• [YOUR TASKS]
1. In the passage on Caspian energy politics, what route is the Nabucco pipeline planned to follow?
2. Reproduce the passage on Caspian energy politics between the words "At the same" and "Central Asian regions.", inclusive.

At the same time, the Kremlin may have decided, for the time being, to keep its hands off the Azerbaijan pipeline to Europe in order to foster the new understanding unfolding between Putin and George W, Bush (mentioned by us on Nov.7 further down this website).

Bush for his part is backing away from vying with Moscow over military and economic footholds in the Caucasian, Caspian and Central Asian regions.

The Kremlin is also facing a challenge on another front, Moscow sources report that Tehran, which accuses Moscow of seizing control over 90 percent of the Caspian region’s oil and gas exports and robbing Iran of its share, is getting its own back. The Iranians have embarked on a project which too aims at breaking the Russian grip on energy exports to Europe, while also gaining a lever of their own on the continent.

They have therefore propositioned the European Union with an offer of large quantities of natural gas to be carried through the projected Nabucco pipeline, which is planned to run from Azerbaijan to Austria via Turkey. Construction by an Austrian-led consortium will start next year and be completed by 2011, with an investment of some five million euros.

Moscow is furious over the Iranian initiative. Because its implementation would reduce Europe’s dependence on Russia for its natural gas needs. Germany, in particular, relies on Russia for a third of its gas requirements and consumption will increase. Russia’s European clients have felt deeply insecure since Moscow cut off energy supplies to Ukraine and Belarus, and have been casting about for alternative energy sources and supply routes.

Of course power struggles are common in the world of politics so also between the right and left hand of Russian President Vladimir Putin: Igor Sechin and Vladislav Surkov. The two men have been Putin's confidants and enforcers for years. With Putin, they form the core of true power in Moscow.

• [SOURCE DATA]
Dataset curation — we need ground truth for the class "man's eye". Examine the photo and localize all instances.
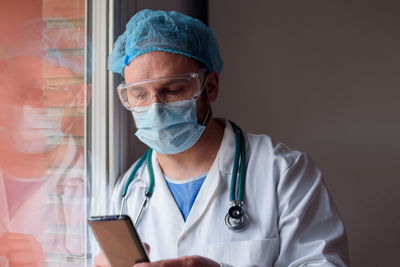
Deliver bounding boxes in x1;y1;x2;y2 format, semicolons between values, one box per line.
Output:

• [RESULTS]
1. From Azerbaijan to Austria via Turkey.

2.
At the same time, the Kremlin may have decided, for the time being, to keep its hands off the Azerbaijan pipeline to Europe in order to foster the new understanding unfolding between Putin and George W, Bush (mentioned by us on Nov.7 further down this website).

Bush for his part is backing away from vying with Moscow over military and economic footholds in the Caucasian, Caspian and Central Asian regions.